Provided records:
━━━━━━━━
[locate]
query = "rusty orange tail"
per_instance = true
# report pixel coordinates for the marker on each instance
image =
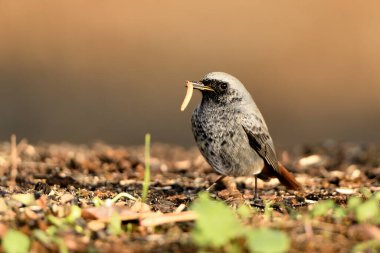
(286, 178)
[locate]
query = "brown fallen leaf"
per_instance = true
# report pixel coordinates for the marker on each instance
(104, 213)
(168, 218)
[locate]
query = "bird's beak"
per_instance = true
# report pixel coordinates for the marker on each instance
(200, 86)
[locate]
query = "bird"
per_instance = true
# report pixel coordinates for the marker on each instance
(231, 132)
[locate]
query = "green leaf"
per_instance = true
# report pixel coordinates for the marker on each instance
(41, 236)
(216, 224)
(266, 240)
(368, 211)
(15, 242)
(367, 246)
(114, 227)
(244, 211)
(366, 192)
(146, 182)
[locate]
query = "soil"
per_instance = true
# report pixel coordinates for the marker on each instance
(62, 175)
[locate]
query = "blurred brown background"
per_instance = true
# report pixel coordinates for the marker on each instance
(81, 71)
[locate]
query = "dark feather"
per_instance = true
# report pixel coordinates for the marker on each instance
(262, 143)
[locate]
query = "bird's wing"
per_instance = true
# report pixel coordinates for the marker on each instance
(260, 140)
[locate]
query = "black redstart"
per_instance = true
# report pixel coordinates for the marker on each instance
(231, 132)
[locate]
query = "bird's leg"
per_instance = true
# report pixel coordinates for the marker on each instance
(256, 195)
(215, 183)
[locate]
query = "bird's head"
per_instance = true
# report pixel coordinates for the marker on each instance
(221, 88)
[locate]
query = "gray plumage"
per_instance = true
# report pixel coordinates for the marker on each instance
(229, 129)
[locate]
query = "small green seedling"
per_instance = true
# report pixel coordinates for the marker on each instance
(147, 168)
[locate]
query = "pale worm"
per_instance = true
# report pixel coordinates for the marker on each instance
(188, 96)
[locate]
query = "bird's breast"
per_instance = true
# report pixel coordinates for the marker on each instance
(223, 142)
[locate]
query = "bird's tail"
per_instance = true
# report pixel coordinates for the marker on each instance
(286, 178)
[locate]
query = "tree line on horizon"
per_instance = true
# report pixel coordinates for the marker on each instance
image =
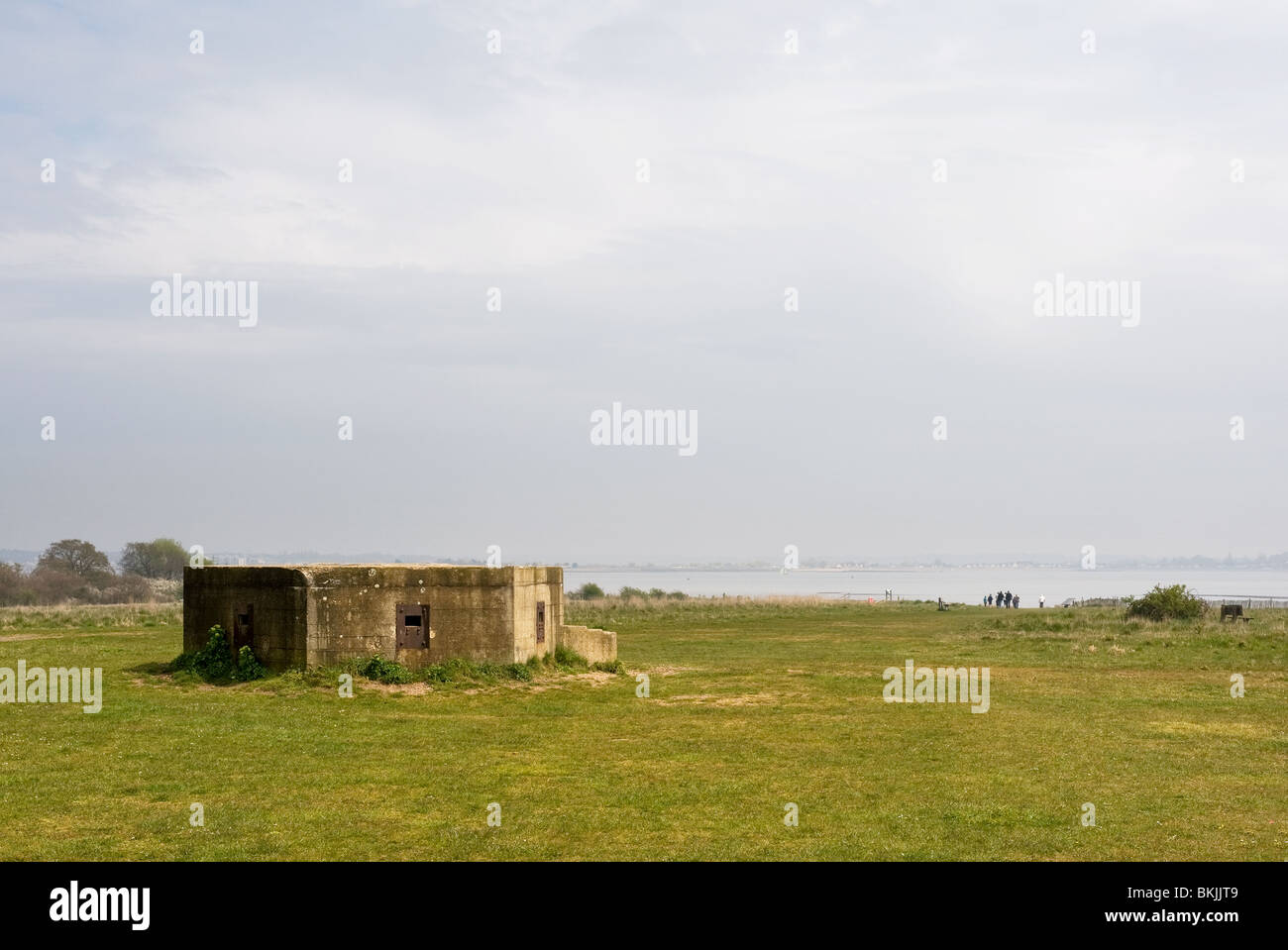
(76, 572)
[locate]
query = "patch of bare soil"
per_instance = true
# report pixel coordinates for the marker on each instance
(708, 699)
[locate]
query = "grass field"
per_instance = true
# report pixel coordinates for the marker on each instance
(752, 705)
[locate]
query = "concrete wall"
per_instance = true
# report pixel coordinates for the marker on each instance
(278, 597)
(595, 645)
(323, 614)
(353, 611)
(535, 585)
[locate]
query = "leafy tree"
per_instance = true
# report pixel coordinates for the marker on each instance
(163, 558)
(13, 585)
(76, 558)
(1175, 602)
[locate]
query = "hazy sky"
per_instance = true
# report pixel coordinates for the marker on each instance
(765, 170)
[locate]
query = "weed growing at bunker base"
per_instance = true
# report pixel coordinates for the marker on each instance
(678, 428)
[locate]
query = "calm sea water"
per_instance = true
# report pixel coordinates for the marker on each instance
(958, 584)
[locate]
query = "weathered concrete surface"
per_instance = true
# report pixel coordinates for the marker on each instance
(323, 614)
(595, 645)
(278, 596)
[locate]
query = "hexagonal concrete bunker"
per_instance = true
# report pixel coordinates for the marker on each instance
(322, 614)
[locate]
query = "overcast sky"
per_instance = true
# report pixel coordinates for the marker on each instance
(1159, 158)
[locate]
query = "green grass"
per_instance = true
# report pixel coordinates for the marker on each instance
(752, 705)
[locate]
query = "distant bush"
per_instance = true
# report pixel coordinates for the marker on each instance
(248, 667)
(1175, 602)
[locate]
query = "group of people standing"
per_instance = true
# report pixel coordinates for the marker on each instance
(1005, 598)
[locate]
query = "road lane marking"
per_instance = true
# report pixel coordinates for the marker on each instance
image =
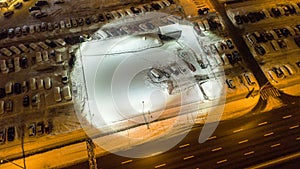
━━━━━━━━
Task to carry out:
With the pictures omitted, repeat the full set of records above exactly.

Your response:
[locate]
query = "rusty orange tail"
per_instance = true
# report pixel coordinates for the marker on each instance
image =
(286, 178)
[locate]
query = "brown fallen leaf"
per_instance = true
# report pixel coordinates for the marker on each instance
(104, 213)
(168, 218)
[locate]
query = "bird's beak"
per_instance = true
# report pixel coordinates for the marker on each instance
(200, 86)
[locate]
query = "bird"
per_instance = true
# report pixel coordinates for the marker on each instance
(231, 132)
[locate]
query = "green leaf"
per_instance = true
# report pixel coordinates for the marker on each instance
(41, 236)
(216, 224)
(266, 240)
(368, 211)
(15, 242)
(367, 246)
(114, 227)
(244, 211)
(366, 192)
(146, 182)
[locate]
query = "soil"
per_instance = true
# report pixel coordinates for the marker on each instance
(62, 175)
[locate]
query = "blurred brown background"
per_instance = true
# report pixel coordinates for the marker on each instance
(81, 71)
[locate]
query = "dark feather"
per_instance = true
# report pixel coordinates for the marker on each instance
(262, 143)
[locate]
query = "bird's wing"
per_instance = true
# report pixel coordinates for the marker on each instance
(260, 140)
[locate]
query = "black redstart"
per_instance = true
# report pixel coordinates for the marker on each instance
(231, 132)
[locate]
query = "bird's leg"
per_instance = true
# report pixel coordinates for the marker on each instance
(256, 195)
(215, 183)
[locate]
query = "bird's head"
per_instance = true
# report pixel coordinates for the marker on each instance
(221, 88)
[locate]
query = "gray plumage"
per_instance = true
# report pixel coordinates for the marker on each instance
(229, 129)
[locate]
query = "small green seedling"
per_instance = true
# report pixel coordinates for the marker on each instance
(147, 168)
[locate]
query = "pale worm"
per_instance = true
# report pixel coordinates for the marker on each instance
(188, 96)
[locate]
query = "bird's breast"
per_instance = true
# report pixel coordinates for the marker on each instance
(223, 142)
[locate]
query = "bird's tail"
per_instance = true
# report pixel coordinates for the marker on each instance
(286, 178)
[locate]
query = "tree line on horizon"
per_instance = true
# report pixel coordinates for the marker on each instance
image =
(76, 572)
[locate]
query = "patch of bare soil"
per_instance = true
# report pixel coordinates for the marker on each instance
(708, 699)
[locate]
query = "grass field"
per_instance = true
# report pixel coordinates for the marker on each instance
(752, 705)
[locate]
query = "concrete wall"
per_instance = true
# report pixel coordinates for the marker on each instance
(278, 597)
(595, 645)
(323, 614)
(353, 611)
(535, 585)
[locate]
query = "leafy tree"
per_instance = true
# report pixel coordinates for the marker on each instance
(163, 558)
(13, 585)
(76, 558)
(1175, 602)
[locate]
query = "hazy sky"
per_instance = true
# report pixel coordinates for the marker on each instance
(765, 170)
[locate]
query = "weed growing at bunker base"
per_instance = true
# report pixel coordinates for the marker on each instance
(678, 428)
[locate]
query = "calm sea water"
per_instance = true
# report pixel coordinates for the marker on each instance
(958, 584)
[locate]
query = "weathered concrete surface"
per_instance = true
# report pixel coordinates for the marker on each instance
(323, 614)
(595, 645)
(278, 596)
[locate]
query = "hexagonal concrete bunker"
per_instance = true
# report pixel coordinates for the marker on each instance
(322, 614)
[locate]
query = "overcast sky"
per_instance = true
# report pixel coordinates for the marker on each instance
(1159, 158)
[locate]
query = "green grass"
per_instance = true
# report pixel coordinates for the marker on each instance
(752, 705)
[locate]
query = "distant bush"
per_instance = true
# report pixel coordinates for the marker on each instance
(248, 667)
(1175, 602)
[locate]
query = "group of people standing"
per_instance = true
# report pixel coordinates for the marker on each instance
(1005, 598)
[locate]
query = "road lane marking"
per_instance = true
# report pixel coordinates for the marker on each instance
image =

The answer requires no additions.